== ACTIONS TO TAKE ==
A. Translate this sentence from the passage on theistic belief into Spanish: "They do not converge upon a stable, singular referent."
B. In the passage on theistic belief, what does the abbreviation HADD stand for?
C. From the passage on theistic belief, print the part that opens with the words containing "Rebuttal: This claim" and closes with "a linguistic community.", with no changes.

TEXT SHOWN Block Start

Objection 3: Grounding via Mystical Experience.
A more formidable objection holds that mystical or religious experience can provide direct, non-inferential grounding for the concept of God, functioning as a form of “ostension by acquaintance.”
Rebuttal: This claim is untenable for three reasons. First is the problem of convergence: mystical experiences vary dramatically across cultures and individuals, yielding reports of a Trinitarian God, a non-dual Brahman, or the Void of Nirvana. They do not converge upon a stable, singular referent. Second is the problem of conceptual parasitism: the interpretation of such experiences is invariably structured by a pre-existing conceptual framework. A Christian mystic has an experience of God because she already possesses the concept; the experience does not ground the concept but is instead filtered through it. Third is the failure of public scrutability: unlike pointing to a physical object, this inner “pointing” is private and unverifiable, failing the public condition necessary for stable reference in a linguistic community.

5. A Diagnostic Account of Theistic Belief

If no one can believe in God_P, what is the nature of the mental states of the millions who identify as theists? The nulltheist position offers a two-part diagnostic analysis.

5.1 The Folk Theist: Mistaken Identity
The vast majority of believers, we contend, hold a belief in God_A. This concept of an anthropomorphic super-agent is cognitively natural. As work in the Cognitive Science of Religion (CSR) suggests, the human mind possesses evolved systems, such as a “Hyperactive Agency Detection Device” (HADD), that predispose us to conceptualize supernatural agents with minds, intentions, and human-like characteristics (Boyer, 2001; Barrett, 2004). This empirical work supports our philosophical analysis: the folk theist has a genuine belief with determinate content, as it is constructed from grounded concepts. Their error is one of misidentification: they believe in the cognitively natural God_A but use the label ‘God’, which philosophers have defined as the cognitively unnatural and semantically empty God_P.

5.2 The Philosophical Theist: Mistaken Content
The sophisticated theologian who explicitly rejects anthropomorphism and attempts to form a belief solely about God_P falls into a different error. In purifying the concept of all its grounded, worldly analogues, they render it semantically empty. The mental state they achieve is not a belief with determinate content, but an elaborate, syntactically structured thought that lacks a referent. Their error is to mistake this semantically vacuous state for a profound belief.

TEXT SHOWN Block End
EXTRACTED DATA Block Start

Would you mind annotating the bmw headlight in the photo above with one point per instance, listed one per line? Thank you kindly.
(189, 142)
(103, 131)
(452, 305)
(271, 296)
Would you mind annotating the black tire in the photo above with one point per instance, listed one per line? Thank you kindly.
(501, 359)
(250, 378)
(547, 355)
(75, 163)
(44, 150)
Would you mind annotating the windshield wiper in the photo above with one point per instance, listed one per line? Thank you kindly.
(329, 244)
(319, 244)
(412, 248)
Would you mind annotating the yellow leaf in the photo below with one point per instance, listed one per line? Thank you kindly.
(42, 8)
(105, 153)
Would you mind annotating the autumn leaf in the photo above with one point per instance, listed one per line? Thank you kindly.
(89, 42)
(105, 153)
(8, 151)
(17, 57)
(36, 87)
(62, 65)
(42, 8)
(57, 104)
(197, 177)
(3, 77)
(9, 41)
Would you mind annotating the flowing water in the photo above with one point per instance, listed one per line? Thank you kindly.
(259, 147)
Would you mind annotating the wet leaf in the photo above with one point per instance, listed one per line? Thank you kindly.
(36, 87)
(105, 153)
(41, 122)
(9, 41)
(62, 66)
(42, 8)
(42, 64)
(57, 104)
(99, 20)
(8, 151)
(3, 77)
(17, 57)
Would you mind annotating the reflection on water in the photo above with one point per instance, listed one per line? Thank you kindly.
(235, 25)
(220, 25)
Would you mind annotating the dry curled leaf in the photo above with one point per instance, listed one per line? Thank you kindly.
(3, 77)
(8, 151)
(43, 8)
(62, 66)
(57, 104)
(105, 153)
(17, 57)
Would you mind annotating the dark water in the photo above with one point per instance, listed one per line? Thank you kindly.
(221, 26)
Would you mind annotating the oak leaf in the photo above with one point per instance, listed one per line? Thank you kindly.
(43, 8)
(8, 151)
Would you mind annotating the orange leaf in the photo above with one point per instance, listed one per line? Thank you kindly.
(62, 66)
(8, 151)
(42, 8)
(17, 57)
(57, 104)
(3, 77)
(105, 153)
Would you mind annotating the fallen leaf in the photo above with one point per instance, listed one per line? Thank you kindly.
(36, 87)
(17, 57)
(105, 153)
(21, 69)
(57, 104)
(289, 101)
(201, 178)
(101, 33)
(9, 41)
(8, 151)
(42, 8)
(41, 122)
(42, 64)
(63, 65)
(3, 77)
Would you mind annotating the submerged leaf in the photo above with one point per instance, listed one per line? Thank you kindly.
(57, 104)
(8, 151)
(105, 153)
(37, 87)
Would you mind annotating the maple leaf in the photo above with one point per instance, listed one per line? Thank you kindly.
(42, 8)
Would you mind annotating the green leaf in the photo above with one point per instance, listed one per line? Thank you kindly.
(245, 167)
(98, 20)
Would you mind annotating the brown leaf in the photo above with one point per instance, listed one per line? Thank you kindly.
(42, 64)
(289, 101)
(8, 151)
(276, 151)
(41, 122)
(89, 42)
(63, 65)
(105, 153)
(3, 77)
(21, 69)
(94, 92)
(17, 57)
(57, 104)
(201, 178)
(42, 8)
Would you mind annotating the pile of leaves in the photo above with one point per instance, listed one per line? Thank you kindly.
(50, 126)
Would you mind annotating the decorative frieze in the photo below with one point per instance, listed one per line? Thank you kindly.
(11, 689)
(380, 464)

EXTRACTED DATA Block End
EXTRACTED DATA Block Start

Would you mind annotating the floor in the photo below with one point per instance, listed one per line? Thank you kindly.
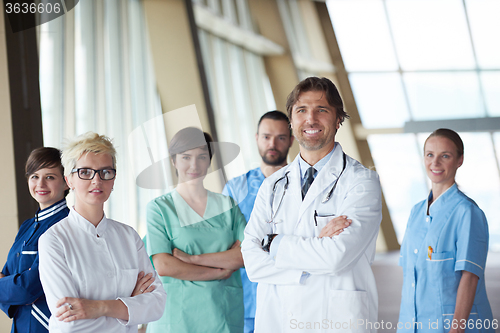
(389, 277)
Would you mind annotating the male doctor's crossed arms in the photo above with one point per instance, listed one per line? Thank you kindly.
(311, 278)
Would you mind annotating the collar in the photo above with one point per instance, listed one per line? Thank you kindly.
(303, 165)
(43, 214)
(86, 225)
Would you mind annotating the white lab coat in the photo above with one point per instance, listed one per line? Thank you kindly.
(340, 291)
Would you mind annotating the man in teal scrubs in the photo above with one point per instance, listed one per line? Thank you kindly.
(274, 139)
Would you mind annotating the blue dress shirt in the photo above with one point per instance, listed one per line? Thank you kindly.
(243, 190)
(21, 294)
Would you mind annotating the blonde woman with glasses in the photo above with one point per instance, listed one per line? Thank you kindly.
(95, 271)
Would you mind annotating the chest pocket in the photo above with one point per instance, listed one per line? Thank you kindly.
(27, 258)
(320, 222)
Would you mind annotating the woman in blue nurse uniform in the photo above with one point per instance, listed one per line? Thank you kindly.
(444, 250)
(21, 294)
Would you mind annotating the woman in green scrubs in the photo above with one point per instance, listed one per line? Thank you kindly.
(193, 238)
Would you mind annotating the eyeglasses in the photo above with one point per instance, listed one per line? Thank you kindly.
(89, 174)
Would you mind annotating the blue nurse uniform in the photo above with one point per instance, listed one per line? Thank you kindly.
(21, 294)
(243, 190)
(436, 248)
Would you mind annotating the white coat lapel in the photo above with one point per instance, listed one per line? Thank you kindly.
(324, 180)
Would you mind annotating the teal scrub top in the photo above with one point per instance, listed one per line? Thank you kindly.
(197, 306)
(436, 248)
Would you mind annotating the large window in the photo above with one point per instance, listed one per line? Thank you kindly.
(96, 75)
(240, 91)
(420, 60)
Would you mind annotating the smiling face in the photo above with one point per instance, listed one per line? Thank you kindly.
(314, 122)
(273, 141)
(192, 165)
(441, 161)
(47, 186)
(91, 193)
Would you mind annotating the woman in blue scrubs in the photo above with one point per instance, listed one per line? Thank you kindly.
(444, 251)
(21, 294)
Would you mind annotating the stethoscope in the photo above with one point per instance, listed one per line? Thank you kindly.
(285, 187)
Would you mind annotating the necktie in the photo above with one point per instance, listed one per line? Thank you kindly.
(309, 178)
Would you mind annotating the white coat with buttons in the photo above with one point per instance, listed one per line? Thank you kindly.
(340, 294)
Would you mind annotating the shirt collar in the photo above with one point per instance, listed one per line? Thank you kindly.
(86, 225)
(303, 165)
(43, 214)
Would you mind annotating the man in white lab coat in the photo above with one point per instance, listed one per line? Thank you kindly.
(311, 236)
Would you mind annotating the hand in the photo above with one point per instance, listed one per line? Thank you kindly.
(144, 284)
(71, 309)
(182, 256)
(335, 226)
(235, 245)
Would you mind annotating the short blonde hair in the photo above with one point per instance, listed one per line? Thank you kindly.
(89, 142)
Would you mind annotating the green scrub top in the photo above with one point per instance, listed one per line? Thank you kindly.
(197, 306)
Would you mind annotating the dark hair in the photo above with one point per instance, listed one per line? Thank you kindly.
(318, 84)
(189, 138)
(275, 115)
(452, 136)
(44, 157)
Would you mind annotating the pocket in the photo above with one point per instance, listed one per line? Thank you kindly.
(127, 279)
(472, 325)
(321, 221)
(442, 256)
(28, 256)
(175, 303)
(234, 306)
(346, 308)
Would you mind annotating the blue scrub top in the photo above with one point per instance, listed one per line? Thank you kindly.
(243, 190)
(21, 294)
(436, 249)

EXTRACTED DATA Block End

== EXPECTED RESPONSES ==
A. No convergen en un referente estable y singular.

B. Hyperactive Agency Detection Device

C.
Rebuttal: This claim is untenable for three reasons. First is the problem of convergence: mystical experiences vary dramatically across cultures and individuals, yielding reports of a Trinitarian God, a non-dual Brahman, or the Void of Nirvana. They do not converge upon a stable, singular referent. Second is the problem of conceptual parasitism: the interpretation of such experiences is invariably structured by a pre-existing conceptual framework. A Christian mystic has an experience of God because she already possesses the concept; the experience does not ground the concept but is instead filtered through it. Third is the failure of public scrutability: unlike pointing to a physical object, this inner “pointing” is private and unverifiable, failing the public condition necessary for stable reference in a linguistic community.